O que fazer:
1. Reproduza fielmente o trecho do texto sobre o julgamento de acordos coletivos no STF, começando em "O tema será" e seguindo até "presencial para julgamento.".
2. Com base no texto sobre o julgamento de acordos coletivos no STF, responda:
(a) Até que dia os ministros terão para incluir seus votos?
(b) Em que estado fica a Mineração Serra Grande S.A.?
(c) Qual tribunal manteve a decisão do TRT18?

Texto para leitura:
Advogados envolvidos no processo comentam a importância do caso para as relações trabalhistas Crédito: Camila Domingues/Palácio Piratini
O Supremo Tribunal Federal (STF) julga pelo plenário virtual, a partir desta sexta-feira (6/10), se um acordo coletivo ou convenção coletiva podem restringir ou limitar o acesso a direitos trabalhistas não previstos constitucionalmente.
O tema será julgado no âmbito do recurso extraordinário com agravo (ARE) 1121633, a partir de sexta-feira e os ministros terão até o dia 13 de novembro para incluir seus votos. Como o caso tem repercussão geral, a decisão tomada pelo STF deverá ser seguida por toda a Justiça do Trabalho em temas semelhantes. A qualquer momento, entretanto, um ministro pode pedir vista ou destaque do processo neste caso, o recurso seria levado ao plenário presencial para julgamento.
No caso concreto, a Mineração Serra Grande S.A., uma mineradora de Goiás, recorre de decisão do Tribunal Regional do Trabalho da 18ª Região (TRT18), que fixou que a empresa não poderia ter suprimido o pagamento de horas in itinere tempo de deslocamento entre a casa do trabalhador até a empresa por acordo coletivo, porque a mineradora está situada em local de difícil acesso e o horário do transporte público era incompatível com a jornada de trabalho. O Tribunal Superior do Trabalho (TST) manteve a decisão.

Registros:
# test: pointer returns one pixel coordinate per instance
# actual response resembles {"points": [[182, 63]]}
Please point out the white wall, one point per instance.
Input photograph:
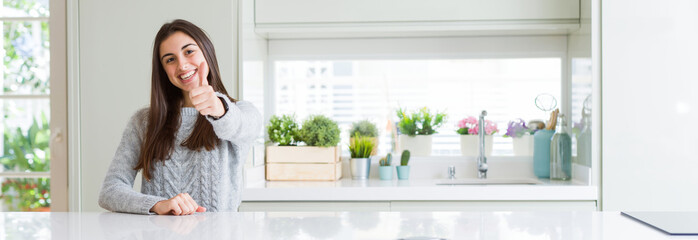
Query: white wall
{"points": [[650, 105], [115, 44]]}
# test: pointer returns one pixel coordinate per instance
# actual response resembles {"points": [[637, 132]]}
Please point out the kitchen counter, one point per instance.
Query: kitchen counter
{"points": [[415, 190], [329, 225]]}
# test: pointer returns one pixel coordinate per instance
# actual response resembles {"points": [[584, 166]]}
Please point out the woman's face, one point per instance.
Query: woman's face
{"points": [[183, 61]]}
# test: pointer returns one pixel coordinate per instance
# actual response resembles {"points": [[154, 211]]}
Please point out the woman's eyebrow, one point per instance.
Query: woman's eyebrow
{"points": [[183, 47], [187, 45]]}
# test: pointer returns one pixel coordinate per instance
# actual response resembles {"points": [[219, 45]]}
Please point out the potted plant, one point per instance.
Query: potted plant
{"points": [[469, 139], [27, 153], [522, 137], [417, 128], [318, 160], [386, 170], [283, 130], [403, 171], [360, 148], [367, 129]]}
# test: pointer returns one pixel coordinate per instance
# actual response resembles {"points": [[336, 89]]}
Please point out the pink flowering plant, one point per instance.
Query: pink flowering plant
{"points": [[517, 128], [469, 126]]}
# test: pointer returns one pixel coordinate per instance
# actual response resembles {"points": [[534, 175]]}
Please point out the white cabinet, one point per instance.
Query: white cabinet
{"points": [[357, 18], [406, 206], [419, 206], [314, 206]]}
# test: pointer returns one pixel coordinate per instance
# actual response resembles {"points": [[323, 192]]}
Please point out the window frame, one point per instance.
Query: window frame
{"points": [[471, 47], [57, 98]]}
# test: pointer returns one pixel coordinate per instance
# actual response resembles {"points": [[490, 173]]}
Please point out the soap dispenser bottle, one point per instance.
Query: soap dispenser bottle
{"points": [[561, 151]]}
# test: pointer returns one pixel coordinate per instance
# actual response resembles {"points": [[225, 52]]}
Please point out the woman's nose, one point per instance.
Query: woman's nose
{"points": [[183, 65]]}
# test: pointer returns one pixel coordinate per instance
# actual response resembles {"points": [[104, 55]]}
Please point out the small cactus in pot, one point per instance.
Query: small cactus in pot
{"points": [[403, 171], [385, 169]]}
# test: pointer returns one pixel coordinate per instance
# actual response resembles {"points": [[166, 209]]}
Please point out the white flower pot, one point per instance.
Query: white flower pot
{"points": [[469, 145], [419, 145], [523, 146]]}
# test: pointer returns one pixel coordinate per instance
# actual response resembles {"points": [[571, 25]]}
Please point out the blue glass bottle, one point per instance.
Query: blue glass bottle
{"points": [[561, 152], [541, 152]]}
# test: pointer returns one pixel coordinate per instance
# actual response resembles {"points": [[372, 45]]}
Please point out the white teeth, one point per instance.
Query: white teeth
{"points": [[188, 75]]}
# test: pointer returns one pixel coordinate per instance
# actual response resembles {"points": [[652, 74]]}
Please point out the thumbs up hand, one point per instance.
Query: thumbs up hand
{"points": [[204, 98]]}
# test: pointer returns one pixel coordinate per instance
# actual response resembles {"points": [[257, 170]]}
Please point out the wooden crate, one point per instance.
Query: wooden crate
{"points": [[291, 163]]}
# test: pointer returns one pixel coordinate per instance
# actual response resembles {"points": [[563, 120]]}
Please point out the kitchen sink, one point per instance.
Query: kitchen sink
{"points": [[490, 181]]}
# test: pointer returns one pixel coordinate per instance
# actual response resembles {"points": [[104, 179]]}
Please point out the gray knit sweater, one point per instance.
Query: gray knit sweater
{"points": [[212, 178]]}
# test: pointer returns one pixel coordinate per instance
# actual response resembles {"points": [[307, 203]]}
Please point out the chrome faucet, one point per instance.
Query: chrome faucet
{"points": [[481, 159], [451, 172]]}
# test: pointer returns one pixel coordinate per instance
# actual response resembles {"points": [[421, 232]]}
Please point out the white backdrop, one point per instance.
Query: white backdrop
{"points": [[650, 104]]}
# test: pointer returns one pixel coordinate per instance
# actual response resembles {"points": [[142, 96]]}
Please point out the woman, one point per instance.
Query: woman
{"points": [[191, 142]]}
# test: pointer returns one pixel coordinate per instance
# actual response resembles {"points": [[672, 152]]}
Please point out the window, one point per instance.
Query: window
{"points": [[351, 80], [25, 106]]}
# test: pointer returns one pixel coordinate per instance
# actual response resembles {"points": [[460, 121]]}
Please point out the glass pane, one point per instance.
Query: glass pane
{"points": [[26, 194], [24, 8], [26, 58], [348, 91], [25, 135]]}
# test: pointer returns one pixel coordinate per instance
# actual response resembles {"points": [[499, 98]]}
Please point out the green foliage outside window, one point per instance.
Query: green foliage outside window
{"points": [[27, 152], [26, 61], [26, 71]]}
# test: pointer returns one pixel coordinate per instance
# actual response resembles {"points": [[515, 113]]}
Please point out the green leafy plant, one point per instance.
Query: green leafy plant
{"points": [[24, 153], [320, 131], [360, 146], [421, 122], [364, 128], [386, 161], [283, 130], [405, 158]]}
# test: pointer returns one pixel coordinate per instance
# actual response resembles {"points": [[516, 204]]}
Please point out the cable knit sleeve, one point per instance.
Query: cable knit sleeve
{"points": [[117, 192], [241, 124]]}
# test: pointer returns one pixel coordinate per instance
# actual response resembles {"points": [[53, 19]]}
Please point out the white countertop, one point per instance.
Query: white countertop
{"points": [[329, 225], [414, 190]]}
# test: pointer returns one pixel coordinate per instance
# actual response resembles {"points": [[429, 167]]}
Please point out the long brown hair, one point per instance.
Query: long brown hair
{"points": [[166, 102]]}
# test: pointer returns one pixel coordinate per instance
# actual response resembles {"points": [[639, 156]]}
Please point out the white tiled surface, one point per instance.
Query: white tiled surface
{"points": [[424, 190], [329, 225]]}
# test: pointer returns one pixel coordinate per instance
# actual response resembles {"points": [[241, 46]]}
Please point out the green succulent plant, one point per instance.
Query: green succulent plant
{"points": [[420, 122], [283, 130], [364, 128], [405, 158], [386, 161], [321, 131], [360, 146]]}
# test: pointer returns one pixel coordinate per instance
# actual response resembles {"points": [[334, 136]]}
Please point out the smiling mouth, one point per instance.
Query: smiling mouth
{"points": [[187, 75]]}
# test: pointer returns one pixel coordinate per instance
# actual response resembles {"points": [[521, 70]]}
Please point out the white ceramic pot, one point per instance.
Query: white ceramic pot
{"points": [[469, 145], [523, 146], [419, 145]]}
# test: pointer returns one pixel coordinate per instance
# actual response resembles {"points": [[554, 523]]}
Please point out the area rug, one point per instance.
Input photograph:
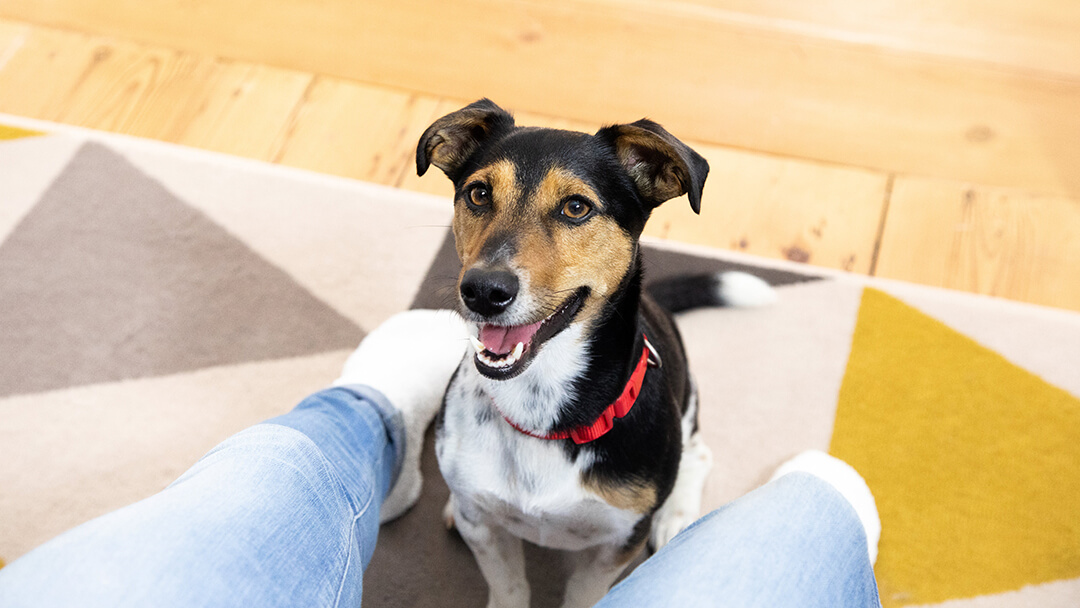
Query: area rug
{"points": [[156, 299]]}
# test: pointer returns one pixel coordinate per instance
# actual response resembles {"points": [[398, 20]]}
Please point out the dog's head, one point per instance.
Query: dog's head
{"points": [[547, 221]]}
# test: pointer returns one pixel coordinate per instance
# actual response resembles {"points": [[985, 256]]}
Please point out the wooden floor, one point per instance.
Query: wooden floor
{"points": [[935, 143]]}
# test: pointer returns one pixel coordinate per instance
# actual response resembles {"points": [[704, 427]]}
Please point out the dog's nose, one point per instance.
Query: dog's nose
{"points": [[488, 292]]}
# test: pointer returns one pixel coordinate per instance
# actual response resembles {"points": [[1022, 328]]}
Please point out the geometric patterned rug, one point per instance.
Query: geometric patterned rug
{"points": [[156, 299]]}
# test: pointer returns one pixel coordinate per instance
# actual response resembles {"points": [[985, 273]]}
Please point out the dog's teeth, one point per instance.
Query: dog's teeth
{"points": [[477, 345]]}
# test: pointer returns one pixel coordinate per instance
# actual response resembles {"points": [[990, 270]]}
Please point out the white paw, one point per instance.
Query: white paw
{"points": [[448, 514], [664, 529]]}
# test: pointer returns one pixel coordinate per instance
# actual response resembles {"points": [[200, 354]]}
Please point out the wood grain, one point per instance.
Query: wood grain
{"points": [[991, 241], [743, 84], [358, 131], [133, 89], [1036, 36], [247, 110], [781, 208]]}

Respostas esperadas:
1.
O tema será julgado no âmbito do recurso extraordinário com agravo (ARE) 1121633, a partir de sexta-feira e os ministros terão até o dia 13 de novembro para incluir seus votos. Como o caso tem repercussão geral, a decisão tomada pelo STF deverá ser seguida por toda a Justiça do Trabalho em temas semelhantes. A qualquer momento, entretanto, um ministro pode pedir vista ou destaque do processo neste caso, o recurso seria levado ao plenário presencial para julgamento.

2.
(a) Até 13 de novembro.
(b) Em Goiás.
(c) O Tribunal Superior do Trabalho (TST).